::: Record set :::
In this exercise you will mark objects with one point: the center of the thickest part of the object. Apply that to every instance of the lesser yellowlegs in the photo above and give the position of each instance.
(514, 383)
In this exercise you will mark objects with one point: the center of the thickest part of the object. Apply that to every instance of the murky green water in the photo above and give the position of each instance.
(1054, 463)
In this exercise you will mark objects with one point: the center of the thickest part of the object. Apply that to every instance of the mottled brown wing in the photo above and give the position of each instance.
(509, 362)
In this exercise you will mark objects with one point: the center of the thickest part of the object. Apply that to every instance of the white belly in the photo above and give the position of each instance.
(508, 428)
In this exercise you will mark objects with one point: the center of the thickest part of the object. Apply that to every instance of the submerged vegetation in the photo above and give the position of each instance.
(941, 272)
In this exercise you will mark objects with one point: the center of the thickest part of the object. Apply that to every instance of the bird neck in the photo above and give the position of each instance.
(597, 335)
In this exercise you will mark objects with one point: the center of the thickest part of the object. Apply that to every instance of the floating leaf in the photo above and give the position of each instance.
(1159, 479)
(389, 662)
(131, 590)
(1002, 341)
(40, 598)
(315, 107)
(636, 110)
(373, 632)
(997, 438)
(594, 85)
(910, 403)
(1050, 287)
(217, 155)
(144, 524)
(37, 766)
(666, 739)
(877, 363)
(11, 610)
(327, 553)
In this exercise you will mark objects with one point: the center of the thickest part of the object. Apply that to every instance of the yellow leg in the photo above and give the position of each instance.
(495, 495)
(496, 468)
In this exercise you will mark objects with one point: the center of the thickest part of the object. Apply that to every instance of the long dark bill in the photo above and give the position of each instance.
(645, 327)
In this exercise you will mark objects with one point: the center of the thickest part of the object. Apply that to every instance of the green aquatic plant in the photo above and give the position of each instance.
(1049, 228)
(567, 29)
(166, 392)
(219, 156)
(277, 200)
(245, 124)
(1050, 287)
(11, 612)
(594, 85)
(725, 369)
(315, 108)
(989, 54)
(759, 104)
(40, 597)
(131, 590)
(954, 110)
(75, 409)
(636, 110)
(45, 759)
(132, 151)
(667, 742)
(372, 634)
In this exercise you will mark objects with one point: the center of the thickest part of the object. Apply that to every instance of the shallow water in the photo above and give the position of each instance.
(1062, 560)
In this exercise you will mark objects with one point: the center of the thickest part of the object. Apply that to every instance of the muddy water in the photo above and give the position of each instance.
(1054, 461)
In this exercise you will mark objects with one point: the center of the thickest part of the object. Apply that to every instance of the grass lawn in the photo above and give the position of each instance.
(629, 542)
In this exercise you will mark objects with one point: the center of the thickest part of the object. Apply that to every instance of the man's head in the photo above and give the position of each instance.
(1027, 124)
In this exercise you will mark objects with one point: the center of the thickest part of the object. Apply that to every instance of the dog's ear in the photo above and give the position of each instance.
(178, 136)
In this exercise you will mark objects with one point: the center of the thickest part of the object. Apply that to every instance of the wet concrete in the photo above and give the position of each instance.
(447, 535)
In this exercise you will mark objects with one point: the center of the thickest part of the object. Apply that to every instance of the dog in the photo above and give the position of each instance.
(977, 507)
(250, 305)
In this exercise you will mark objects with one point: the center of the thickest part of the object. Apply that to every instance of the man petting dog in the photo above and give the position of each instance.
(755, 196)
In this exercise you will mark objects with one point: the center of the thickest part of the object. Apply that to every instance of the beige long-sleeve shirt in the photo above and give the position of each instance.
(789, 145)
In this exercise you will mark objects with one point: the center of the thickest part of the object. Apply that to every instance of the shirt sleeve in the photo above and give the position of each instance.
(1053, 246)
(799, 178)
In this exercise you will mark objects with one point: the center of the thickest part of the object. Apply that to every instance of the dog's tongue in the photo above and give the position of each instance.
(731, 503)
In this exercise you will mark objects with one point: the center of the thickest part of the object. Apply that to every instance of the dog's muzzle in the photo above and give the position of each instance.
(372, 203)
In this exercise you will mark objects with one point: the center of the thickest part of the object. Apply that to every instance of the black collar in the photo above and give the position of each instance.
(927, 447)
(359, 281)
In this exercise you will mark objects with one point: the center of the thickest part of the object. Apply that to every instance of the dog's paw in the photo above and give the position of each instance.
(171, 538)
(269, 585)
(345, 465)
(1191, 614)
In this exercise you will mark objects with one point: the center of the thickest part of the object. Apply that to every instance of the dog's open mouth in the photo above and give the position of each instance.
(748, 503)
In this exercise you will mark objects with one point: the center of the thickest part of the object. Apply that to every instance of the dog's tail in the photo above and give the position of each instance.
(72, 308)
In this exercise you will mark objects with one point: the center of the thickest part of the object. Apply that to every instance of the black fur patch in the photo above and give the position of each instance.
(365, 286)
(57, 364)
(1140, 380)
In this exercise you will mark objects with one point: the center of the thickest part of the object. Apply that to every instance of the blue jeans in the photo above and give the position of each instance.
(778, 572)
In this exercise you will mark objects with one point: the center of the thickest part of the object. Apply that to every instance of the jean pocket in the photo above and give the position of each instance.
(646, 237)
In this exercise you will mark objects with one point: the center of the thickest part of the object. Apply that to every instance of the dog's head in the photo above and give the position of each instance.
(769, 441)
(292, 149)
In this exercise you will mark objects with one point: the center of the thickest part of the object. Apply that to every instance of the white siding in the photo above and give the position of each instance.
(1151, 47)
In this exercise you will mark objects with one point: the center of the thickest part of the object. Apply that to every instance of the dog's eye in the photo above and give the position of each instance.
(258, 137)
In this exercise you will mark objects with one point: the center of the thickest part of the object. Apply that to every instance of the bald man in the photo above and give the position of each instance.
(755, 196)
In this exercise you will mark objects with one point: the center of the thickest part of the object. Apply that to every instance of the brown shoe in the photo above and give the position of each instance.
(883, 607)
:::
## [Directions for this task]
Can you arrange every line of the entries above as a Markdown table with the columns "Row" and "Line", numbering the rows and leaving out blank lines?

## [Answer to this exercise]
| Row | Line |
|---|---|
| 1 | In this exercise you will mark objects with one point: the center of the thickest part of the object. Apply that to every instance of the lesser yellowlegs in the photo above and give the position of each instance. |
| 2 | (514, 383) |
| 3 | In this exercise you will mark objects with one point: the center of the thickest part of the object. Apply that to every instance of the murky green water in the photo above and give the position of each instance. |
| 4 | (1054, 463) |
| 5 | In this exercise you will mark objects with one point: the center of the thickest part of the object. Apply that to every instance of the mottled brown wing in the photo above and give the position of each instance. |
| 6 | (509, 362) |
| 7 | In this exercise you will mark objects with one point: the center of the thickest part of the object. Apply that to every instance of the white belly in the photo above and give the position of each instance. |
| 8 | (508, 428) |
| 9 | In this exercise you will mark objects with one point: the center of the thickest part of the object. Apply that to every instance of the submerged vegetation in the photo above and give the position of each instance. |
| 10 | (941, 272) |
| 11 | In this exercise you will mark objects with one point: the center of the thickest part of the object. Apply that to every instance of the bird neck in the photo above and give the position of each instance. |
| 12 | (597, 335) |
| 13 | In this exercise you will mark objects with one point: the center of the thickest part of the object. Apply that to every instance of the floating leaf in the photo above and give the position of each instance. |
| 14 | (1159, 479) |
| 15 | (389, 662) |
| 16 | (131, 590) |
| 17 | (1002, 341) |
| 18 | (40, 598) |
| 19 | (315, 107) |
| 20 | (636, 110) |
| 21 | (373, 632) |
| 22 | (997, 438) |
| 23 | (594, 85) |
| 24 | (910, 403) |
| 25 | (1050, 287) |
| 26 | (217, 155) |
| 27 | (144, 524) |
| 28 | (37, 766) |
| 29 | (666, 739) |
| 30 | (877, 363) |
| 31 | (11, 610) |
| 32 | (327, 553) |
| 33 | In this exercise you will mark objects with one point: the center of the thickest part of the object. Apply that to every instance of the yellow leg in the photo above and give the position of each instance. |
| 34 | (495, 495) |
| 35 | (496, 468) |
| 36 | In this exercise you will mark objects with one point: the center of the thickest part of the object. Apply that to every instance of the long dark bill in the photo above and give the position of each instance. |
| 37 | (645, 327) |
| 38 | In this exercise you will mark objects with one point: the center of the thickest part of the object. Apply that to every instance of the green aquatic plant in the photo above and give the position of each instance. |
| 39 | (1049, 228) |
| 40 | (567, 29) |
| 41 | (166, 392) |
| 42 | (219, 156) |
| 43 | (277, 200) |
| 44 | (245, 124) |
| 45 | (1050, 287) |
| 46 | (11, 612) |
| 47 | (594, 85) |
| 48 | (725, 369) |
| 49 | (315, 108) |
| 50 | (989, 54) |
| 51 | (759, 104) |
| 52 | (40, 597) |
| 53 | (131, 590) |
| 54 | (954, 110) |
| 55 | (75, 409) |
| 56 | (636, 110) |
| 57 | (45, 759) |
| 58 | (132, 151) |
| 59 | (667, 742) |
| 60 | (372, 634) |
| 61 | In this exercise you will mark objects with one point: the center of the thickest part of the object. Apply that to every instance of the shallow water in the photo above and give the position of each instance. |
| 62 | (1062, 560) |
| 63 | In this exercise you will mark objects with one point: the center of the thickest part of the object. Apply that to every instance of the muddy water in the photo above and give the position of each instance. |
| 64 | (1054, 461) |
| 65 | In this exercise you will mark objects with one point: the center of the thickest part of the object. Apply that to every instance of the grass lawn in the photo above and give the position of each instance. |
| 66 | (629, 542) |
| 67 | In this exercise you will mark objects with one point: the center of the thickest part of the object. Apply that to every instance of the man's head in the photo above and give the position of each instance. |
| 68 | (1027, 124) |
| 69 | In this exercise you will mark objects with one point: the center of the thickest part of the object. Apply that to every instance of the dog's ear in the photo above and give the position of each instance. |
| 70 | (178, 136) |
| 71 | In this exercise you will mark objects with one point: the center of the thickest part of the object. Apply that to every instance of the wet concrete in the photo above and give the position of each instance. |
| 72 | (447, 535) |
| 73 | In this exercise you will mark objects with one point: the center of the thickest part of the object. Apply that to every instance of the dog in the photo above and give the position of each instance. |
| 74 | (977, 507) |
| 75 | (250, 305) |
| 76 | In this exercise you will mark objects with one point: the center of the thickest part of the object. Apply that to every instance of the man petting dog in the photo above and give the position of each instance. |
| 77 | (755, 196) |
| 78 | In this exercise you will mark objects with one point: the center of the thickest part of the object. Apply that to every instance of the beige long-sleeve shirt in the photo above and give the position of each instance. |
| 79 | (789, 145) |
| 80 | In this exercise you will mark objects with one point: the center of the thickest part of the object. Apply that to every instance of the shirt sleeve in the photo above and give the position of each instance. |
| 81 | (1053, 246) |
| 82 | (799, 178) |
| 83 | In this exercise you will mark objects with one point: the center of the thickest part of the object. Apply that to every instance of the dog's tongue in the photo above and give the position of each instance. |
| 84 | (731, 503) |
| 85 | In this exercise you will mark objects with one point: the center of the thickest part of the object. Apply that to every instance of the dog's muzzle in the photo above and give the position of each instance. |
| 86 | (372, 203) |
| 87 | In this exercise you will mark objects with one point: the center of the thickest part of the object. Apply that to every instance of the black collar in the photo above and give the position of each instance. |
| 88 | (927, 447) |
| 89 | (359, 281) |
| 90 | In this exercise you will mark objects with one point: the center of the thickest part of the object. Apply that to every instance of the dog's paw in the photo above and give the position of each instance. |
| 91 | (171, 538) |
| 92 | (269, 585) |
| 93 | (345, 465) |
| 94 | (1191, 614) |
| 95 | In this exercise you will mark objects with one point: the center of the thickest part of the object. Apply that to every instance of the dog's open mouth in the photo above and give the position of each instance. |
| 96 | (748, 503) |
| 97 | In this exercise you will mark objects with one point: the center of the thickest part of the object. Apply that to every instance of the dog's tail in the photo above and give the position of each instance. |
| 98 | (72, 308) |
| 99 | In this exercise you will mark objects with one point: the center of the thickest part of the object. Apply that to every instance of the black fur patch in the photo above and give the position of each instance. |
| 100 | (365, 286) |
| 101 | (57, 364) |
| 102 | (1140, 380) |
| 103 | In this exercise you will mark objects with one point: the center of the thickest part of the object. Apply that to every instance of the blue jeans in the photo above and give the position of each instance. |
| 104 | (778, 572) |
| 105 | In this exercise you will mark objects with one point: the center of the thickest part of the object. Apply that to every instance of the jean pocket in the photo above and give the position of each instance. |
| 106 | (646, 237) |
| 107 | In this exercise you will mark objects with one point: the center of the thickest part of the object. Apply that to every instance of the dog's head in the photo above and give the position of each instance. |
| 108 | (769, 441) |
| 109 | (292, 149) |
| 110 | In this exercise you will mark objects with one point: the center of the thickest part of the object. Apply that to every instance of the white siding in the photo above and give the position of each instance. |
| 111 | (1151, 47) |
| 112 | In this exercise you will mark objects with one point: the center of the thickest part of the object. Apply that to every instance of the dog's eye in the photo above and give the position of each instance. |
| 113 | (258, 137) |
| 114 | In this exercise you will mark objects with one point: the center of the thickest part of the object. Apply that to every instance of the bald man in the photo above and give the position of each instance. |
| 115 | (755, 196) |
| 116 | In this exercise you will mark objects with one point: the center of the thickest part of the object. Apply that to every instance of the brown shoe in the photo above and give the position of each instance. |
| 117 | (883, 607) |